Meet the woman who donated her breast milk after suffering a stillbirth via Devon 'donor milkbank'

  • Watch Claire Manning's report

When Janet's second child was stillborn she decided to donate her breastmilk to a 'donor milkbank' in Tiverton to help other parents struggling to produce breast milk.

Healthy Babies UK, based in Tiverton collects surplus breastmilk from breastfeeding mums to help feed premature and vulnerable babies across Devon and Somerset.

Janet told ITV News West Country: "I think when your child has died, you wouldn't want anyone else to have to go through that.

"I am sat with an over supply of milk, for me it just makes sense to just take a little bit of time to donate the excess."

Healthy Babies UK is a not-for-profit community interest company that brings excess milk from one mother to another who might be struggling to produce milk for various reasons.

The Milkbank was set up around five years ago and provides around 500 litres of breastmilk per year to 12 neonatal units across Devon and Somerset.

The depot costs around £15,000 per year to run, and has no NHS funding - it is funded solely by fundraising money and grants.

How does it work?

A mother will donate excess breast milk to the company which is processed at Southmead hospital in Bristol.

They can either bring their milk to the centre or volunteer drivers, like Jo, collect the milk from the homes of mums.

It is then delivered to twelve different neonatal units across the South West and given to premature and vulnerable babies whose own mums can't provide their own breastmilk.

Odie, works at the centre and described how the milk is transferred across the region: "So this milk has just come in from a donor mum this morning.

"We've got two litres here so I take it from her make sure it's frozen and everything is checked and correct. Then it goes into the freezer ready to be pasteurised in Bristol.

"This goes up to Bristol to Southmead where they will then pasteurise the milk and it is sent back down to the South West Neonatal areas."

TASK LIST
1: Copy the stretch of the milkbank article from "Healthy Babies UK is" through "hospital in Bristol." word for word.
2: In one to three sentences, explain why Janet chose to donate her breastmilk, according to the milkbank article.
3: Write what comes next in the milkbank article, picking up after its final sentence.

DATA FOR ANALYSIS
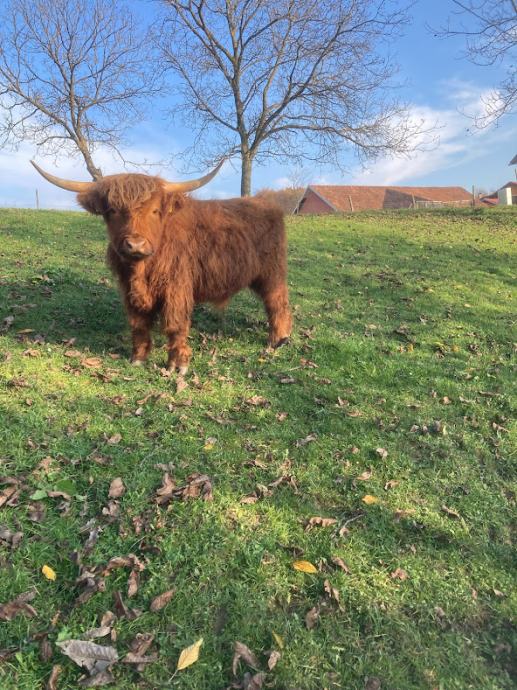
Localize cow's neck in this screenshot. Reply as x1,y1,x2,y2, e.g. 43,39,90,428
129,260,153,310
---
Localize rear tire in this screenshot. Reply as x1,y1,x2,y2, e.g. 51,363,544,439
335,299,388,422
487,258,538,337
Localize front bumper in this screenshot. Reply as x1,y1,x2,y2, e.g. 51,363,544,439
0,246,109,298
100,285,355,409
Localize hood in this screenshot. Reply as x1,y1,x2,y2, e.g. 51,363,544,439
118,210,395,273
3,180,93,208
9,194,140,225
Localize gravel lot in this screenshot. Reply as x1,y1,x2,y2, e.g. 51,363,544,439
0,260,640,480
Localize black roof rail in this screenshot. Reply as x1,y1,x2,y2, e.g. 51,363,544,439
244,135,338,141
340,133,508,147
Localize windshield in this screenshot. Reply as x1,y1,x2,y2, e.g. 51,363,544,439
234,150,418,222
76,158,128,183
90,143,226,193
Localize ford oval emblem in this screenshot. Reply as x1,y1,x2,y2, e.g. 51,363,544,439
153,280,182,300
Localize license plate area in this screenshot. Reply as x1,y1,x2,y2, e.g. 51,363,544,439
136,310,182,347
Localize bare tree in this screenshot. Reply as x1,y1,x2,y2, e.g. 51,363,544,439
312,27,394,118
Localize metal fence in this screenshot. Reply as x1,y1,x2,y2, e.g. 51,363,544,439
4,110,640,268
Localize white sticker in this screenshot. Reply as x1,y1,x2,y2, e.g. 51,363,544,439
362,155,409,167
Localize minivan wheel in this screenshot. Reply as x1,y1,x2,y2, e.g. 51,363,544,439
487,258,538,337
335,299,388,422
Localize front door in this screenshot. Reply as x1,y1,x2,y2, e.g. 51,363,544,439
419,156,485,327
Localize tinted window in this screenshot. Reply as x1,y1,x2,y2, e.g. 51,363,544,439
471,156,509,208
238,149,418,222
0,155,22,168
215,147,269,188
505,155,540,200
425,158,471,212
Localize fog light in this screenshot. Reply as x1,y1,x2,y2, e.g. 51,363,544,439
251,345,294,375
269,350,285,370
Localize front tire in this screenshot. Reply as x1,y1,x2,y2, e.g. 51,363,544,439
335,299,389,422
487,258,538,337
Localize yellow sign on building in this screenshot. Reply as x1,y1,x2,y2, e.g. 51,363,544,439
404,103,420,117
---
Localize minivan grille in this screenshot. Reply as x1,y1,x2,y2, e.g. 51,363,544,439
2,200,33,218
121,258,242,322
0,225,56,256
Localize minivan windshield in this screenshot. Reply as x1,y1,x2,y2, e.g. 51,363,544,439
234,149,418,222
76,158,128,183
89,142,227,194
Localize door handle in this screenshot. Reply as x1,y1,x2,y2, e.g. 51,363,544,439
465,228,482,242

RESULTS
1:
Healthy Babies UK is a not-for-profit community interest company that brings excess milk from one mother to another who might be struggling to produce milk for various reasons.

The Milkbank was set up around five years ago and provides around 500 litres of breastmilk per year to 12 neonatal units across Devon and Somerset.

The depot costs around £15,000 per year to run, and has no NHS funding - it is funded solely by fundraising money and grants.

How does it work?

A mother will donate excess breast milk to the company which is processed at Southmead hospital in Bristol.

2: Janet said that when your child has died, you wouldn't want anyone else to go through that, and she wanted to help other parents struggling to produce breast milk. She also had an oversupply of milk, so taking a little time to donate the excess made sense to her.

3:
Louise is one of the donors. She is not only breast feeding her four month old son, but also donating extra breastmilk she's produced to help nourish vulnerable or premature babies.

She said: "I think the experience of seeing donor milk used and it taking the stress off of new parents - who have perhaps had a baby early that they weren't expecting or they have been expecting it but have not yet been able to establish their own supply being able to help in that situation - is amazing really."

The donors rarely meet the babies their milk helps to feed, but Louise says she is just happy to help, as "breast milk can be used as a medicine so if I am able to help with that then that's wonderful."

Why is breastmilk so important?

Breast milk is particularly important for premature babies, but if they are born early their mothers can struggle to produce the milk they need to fight common illnesses.

Midwife Liz Gunn explains: "It is the smallest amounts of breast milk that buffer the sickest and most vulnerable babies and sometimes that is a baby born so early that they need the smallest amounts of breast milk as oral mouth care or to help line their gut.

"We know that it will minimise the risk of necrotising enterocolitis and other illnesses that can be really life threatening for premature babies."

Healthy Babies UK says it wants to see similar services created across the country.

It relies on the support of volunteers to drive vans and, of course, donations from mothers.